● 依頼 1: 下にある画像セグメンテーションの行を、最初の行から「M 526 217 L」を含む行まで、両端の行も入れてそのとおりに繰り返してください。画像は答えに入れないでください。

═════ 本文の抜粋

シェイクダウン走行の前に行なわれた取材会では、STIから代表取締役社長の平岡泰雄氏、同じくSTIから総監督の小澤正弘氏。そしてR&Dスポーツから監督の澤田稔氏、ドライバーの井口卓人選手と山内英輝選手が出席してあいさつを行なった。
最初にあいさつしたのはSTIの平岡氏。平岡氏はまず「2021年は皆さまからの熱い応援を勇気に変えて、各レースを全力で戦いました。その結果、念願でありましたシリーズチャンピオンを取ることができました。応援していただいた皆さまには本当に感謝しています。ありがとうございました」と、2021年GT300クラスのシリーズチャンピオン獲得について触れた。
続いて今シーズンの抱負だ。平岡氏はまず「もちろん2連覇を目指しています」と切り出すとともに、「GT300において2連覇を達成したチームはないと聞いています。それだけハードルの高いものだと思いますが全力で戦います。皆さまもよくご存じのようにわれわれのチームは“非常にいいチーム”になっています。また、マシンの準備も万端です。そういった体制をもって史上初の2連覇を達成するべく戦っていきますので、皆さまには変わらぬ応援をお願いしたいと思います」とコメントした。

══════════

● 依頼 2: STIの取材会の記事から、「最初にあいさつしたのはSTI」から「ンピオン獲得について触れた。」までを一字も変えずに写してください。

═════ データの行

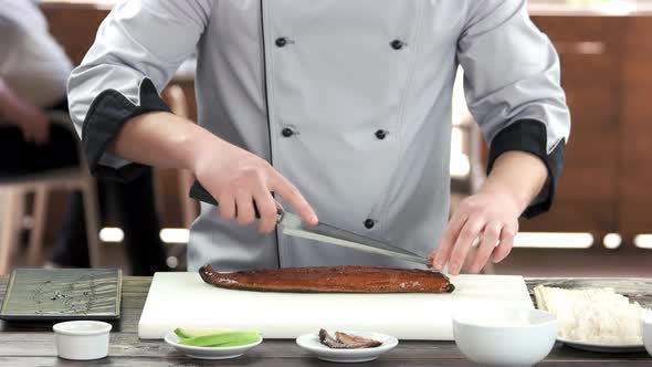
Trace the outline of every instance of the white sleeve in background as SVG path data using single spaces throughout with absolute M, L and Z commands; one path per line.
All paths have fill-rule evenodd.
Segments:
M 526 217 L 551 205 L 561 174 L 570 115 L 551 42 L 530 21 L 525 0 L 474 2 L 458 44 L 469 109 L 490 141 L 494 160 L 508 150 L 538 156 L 548 182 Z
M 69 81 L 71 116 L 95 175 L 128 179 L 137 170 L 105 150 L 129 118 L 167 109 L 158 93 L 196 51 L 211 7 L 211 0 L 129 0 L 104 20 Z

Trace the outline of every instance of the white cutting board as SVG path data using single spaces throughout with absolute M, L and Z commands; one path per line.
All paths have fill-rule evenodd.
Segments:
M 332 329 L 371 331 L 399 339 L 452 340 L 451 314 L 490 306 L 533 308 L 523 276 L 451 276 L 450 294 L 314 294 L 223 290 L 198 273 L 156 273 L 138 336 L 162 338 L 176 327 L 256 329 L 296 338 Z

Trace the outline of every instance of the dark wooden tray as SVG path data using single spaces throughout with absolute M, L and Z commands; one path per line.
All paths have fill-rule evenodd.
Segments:
M 119 269 L 17 269 L 0 318 L 7 321 L 117 319 Z

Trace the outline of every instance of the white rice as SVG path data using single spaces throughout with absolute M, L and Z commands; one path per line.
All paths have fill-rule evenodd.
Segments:
M 565 339 L 608 345 L 642 344 L 641 316 L 645 308 L 612 289 L 562 290 L 537 286 L 539 308 L 557 317 Z

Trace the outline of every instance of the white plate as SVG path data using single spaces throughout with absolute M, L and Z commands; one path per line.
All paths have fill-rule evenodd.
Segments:
M 198 359 L 231 359 L 242 356 L 249 349 L 263 343 L 263 337 L 252 344 L 242 345 L 238 347 L 193 347 L 190 345 L 179 344 L 179 337 L 173 332 L 166 334 L 165 340 L 167 344 L 173 346 L 181 354 Z
M 582 350 L 588 350 L 588 352 L 638 353 L 638 352 L 645 350 L 645 346 L 643 344 L 610 345 L 610 344 L 599 344 L 599 343 L 575 342 L 575 340 L 565 339 L 561 337 L 557 337 L 557 342 L 561 342 L 571 348 L 582 349 Z
M 329 332 L 330 333 L 330 332 Z M 375 348 L 364 349 L 333 349 L 319 342 L 319 335 L 305 334 L 296 338 L 296 344 L 303 349 L 314 354 L 317 358 L 327 361 L 337 361 L 344 364 L 354 364 L 360 361 L 369 361 L 378 358 L 381 354 L 393 349 L 399 345 L 399 340 L 389 335 L 370 332 L 350 332 L 344 331 L 344 333 L 369 337 L 382 343 L 380 346 Z M 330 334 L 333 335 L 333 333 Z

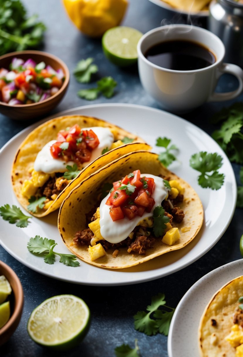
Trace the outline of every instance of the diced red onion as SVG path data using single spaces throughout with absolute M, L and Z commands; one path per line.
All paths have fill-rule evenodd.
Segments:
M 22 102 L 18 100 L 16 98 L 13 98 L 10 99 L 8 103 L 10 105 L 16 105 L 16 104 L 22 104 Z
M 59 90 L 59 89 L 57 88 L 57 87 L 53 87 L 51 90 L 51 95 L 54 95 L 54 94 L 56 94 L 56 93 L 57 93 Z
M 21 58 L 17 58 L 16 57 L 14 57 L 11 62 L 12 69 L 14 69 L 15 68 L 17 68 L 20 66 L 22 65 L 24 62 L 24 61 Z
M 25 67 L 25 68 L 27 68 L 29 67 L 33 67 L 34 68 L 36 65 L 36 62 L 32 58 L 29 58 L 24 64 L 23 67 Z
M 57 77 L 59 79 L 62 79 L 64 77 L 64 73 L 61 68 L 60 68 L 57 71 Z

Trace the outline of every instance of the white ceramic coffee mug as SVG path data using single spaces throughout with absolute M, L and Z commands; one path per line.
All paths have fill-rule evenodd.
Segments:
M 214 54 L 215 62 L 199 69 L 179 71 L 160 67 L 145 57 L 146 52 L 153 46 L 173 40 L 201 44 Z M 243 90 L 243 70 L 235 65 L 223 63 L 225 51 L 221 40 L 204 29 L 186 25 L 169 25 L 154 29 L 144 35 L 138 44 L 141 82 L 164 109 L 175 112 L 189 111 L 205 102 L 233 99 Z M 218 79 L 226 73 L 237 77 L 238 88 L 227 93 L 215 93 Z

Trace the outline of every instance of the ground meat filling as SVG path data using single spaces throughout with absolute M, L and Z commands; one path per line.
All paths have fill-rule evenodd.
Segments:
M 243 310 L 238 308 L 234 315 L 233 323 L 243 327 Z

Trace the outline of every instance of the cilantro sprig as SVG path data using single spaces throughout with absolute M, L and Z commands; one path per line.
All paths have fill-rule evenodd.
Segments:
M 80 172 L 80 170 L 78 170 L 78 165 L 76 164 L 74 164 L 73 166 L 67 165 L 66 169 L 67 171 L 64 172 L 63 176 L 67 180 L 73 180 Z
M 14 205 L 11 207 L 7 204 L 0 207 L 0 216 L 5 221 L 8 221 L 12 224 L 16 223 L 17 227 L 24 228 L 27 227 L 30 222 L 28 220 L 31 217 L 24 215 L 19 207 Z
M 140 357 L 139 348 L 138 344 L 138 340 L 135 341 L 135 347 L 131 348 L 129 345 L 123 343 L 115 349 L 116 357 Z
M 29 200 L 29 205 L 27 206 L 27 209 L 31 212 L 35 213 L 38 207 L 42 210 L 45 206 L 44 202 L 46 200 L 46 197 L 43 196 L 39 198 L 36 198 L 35 196 L 31 196 Z
M 67 266 L 77 267 L 79 262 L 76 260 L 76 257 L 73 254 L 65 254 L 54 252 L 54 248 L 57 245 L 53 239 L 43 238 L 40 236 L 32 237 L 27 243 L 27 248 L 31 253 L 42 255 L 45 263 L 53 264 L 56 260 L 55 255 L 60 257 L 60 263 L 62 263 Z
M 199 171 L 198 184 L 203 188 L 210 187 L 219 190 L 224 182 L 224 175 L 217 171 L 222 166 L 223 158 L 216 152 L 208 154 L 206 151 L 192 155 L 190 159 L 190 166 Z
M 174 161 L 177 160 L 176 157 L 171 152 L 172 151 L 178 150 L 178 148 L 175 145 L 172 144 L 169 146 L 171 140 L 166 137 L 160 137 L 157 138 L 155 144 L 156 146 L 164 147 L 165 150 L 159 154 L 158 159 L 166 167 L 172 164 Z
M 166 223 L 168 223 L 170 218 L 165 215 L 165 210 L 161 206 L 155 207 L 153 213 L 154 224 L 153 230 L 155 237 L 161 237 L 166 227 Z
M 151 305 L 147 307 L 148 312 L 138 311 L 134 315 L 135 330 L 148 336 L 156 335 L 158 332 L 166 336 L 168 335 L 175 309 L 165 305 L 165 294 L 161 293 L 152 296 Z M 160 310 L 159 308 L 162 308 L 162 310 Z
M 98 67 L 92 62 L 93 58 L 89 57 L 81 60 L 77 64 L 73 74 L 76 79 L 80 83 L 87 83 L 91 79 L 92 75 L 98 71 Z

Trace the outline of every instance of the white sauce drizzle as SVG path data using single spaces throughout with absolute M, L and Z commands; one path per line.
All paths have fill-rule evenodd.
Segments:
M 104 149 L 108 147 L 109 149 L 114 141 L 113 134 L 107 128 L 100 126 L 84 128 L 84 130 L 92 129 L 98 137 L 99 144 L 92 151 L 91 160 L 84 162 L 83 167 L 85 167 L 92 161 L 102 154 Z M 37 154 L 34 164 L 34 169 L 36 171 L 42 171 L 46 174 L 53 174 L 54 172 L 64 172 L 67 171 L 67 165 L 72 166 L 74 162 L 72 161 L 66 162 L 61 159 L 54 159 L 51 154 L 50 148 L 56 140 L 52 140 L 46 144 Z
M 127 217 L 125 217 L 122 220 L 113 222 L 109 213 L 110 206 L 105 204 L 110 193 L 101 201 L 99 208 L 100 233 L 103 238 L 108 242 L 111 243 L 118 243 L 125 239 L 140 221 L 152 217 L 155 208 L 158 206 L 161 206 L 161 202 L 167 195 L 167 190 L 165 186 L 162 178 L 149 174 L 141 174 L 141 177 L 144 176 L 152 178 L 155 183 L 155 188 L 152 195 L 155 203 L 151 212 L 145 212 L 141 217 L 136 216 L 130 221 Z

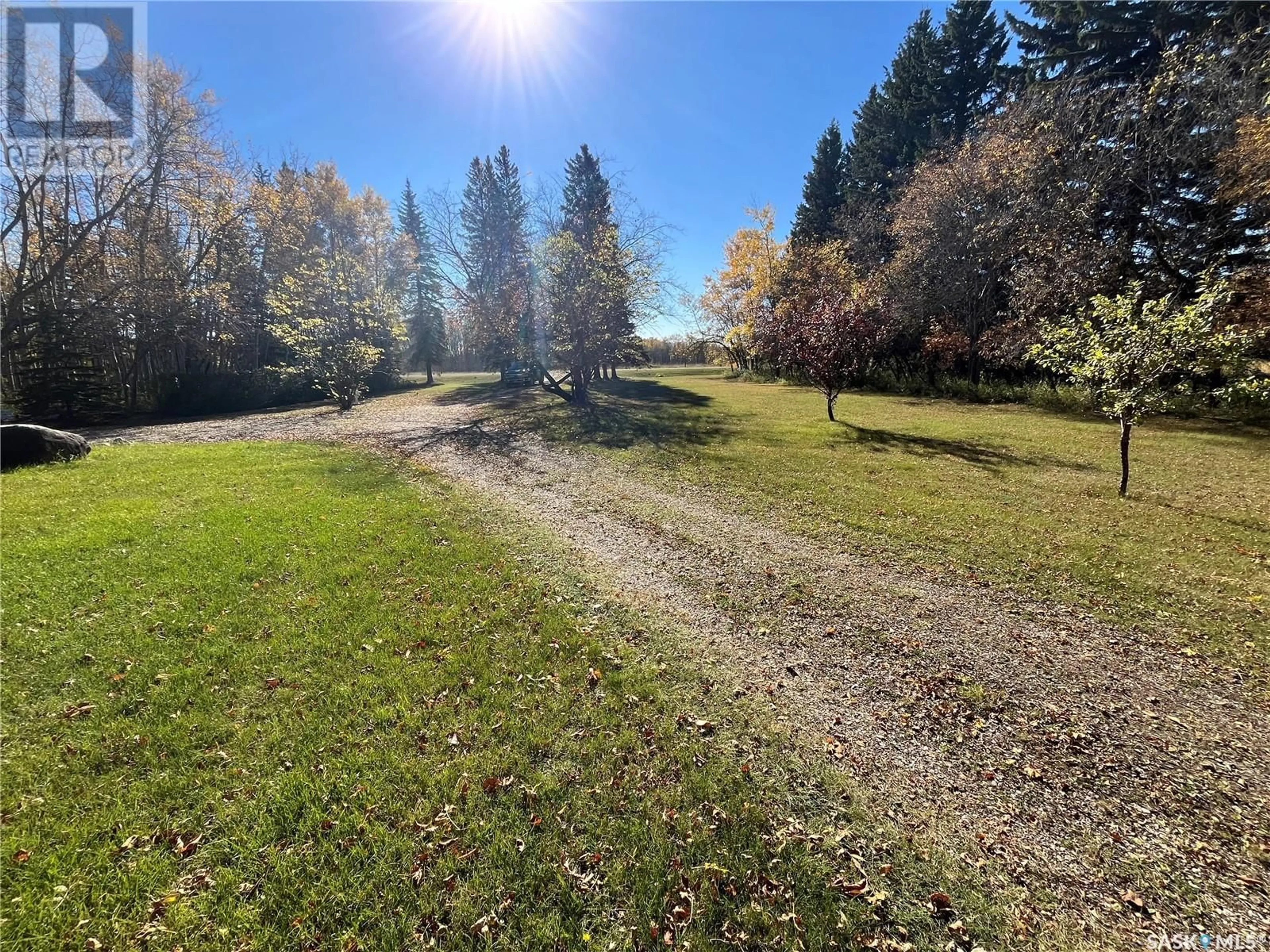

══════════

● 最終回答 1:
Trace the outline of every instance of the white sleeve in background as SVG path data using single spaces throughout with absolute M, L and Z commands; one path per line.
All paths have fill-rule evenodd.
Segments:
M 526 217 L 551 205 L 561 174 L 570 115 L 551 42 L 530 21 L 525 0 L 474 2 L 458 44 L 469 109 L 490 141 L 494 160 L 508 150 L 538 156 L 548 182 Z

● 最終回答 2:
最初にあいさつしたのはSTIの平岡氏。平岡氏はまず「2021年は皆さまからの熱い応援を勇気に変えて、各レースを全力で戦いました。その結果、念願でありましたシリーズチャンピオンを取ることができました。応援していただいた皆さまには本当に感謝しています。ありがとうございました」と、2021年GT300クラスのシリーズチャンピオン獲得について触れた。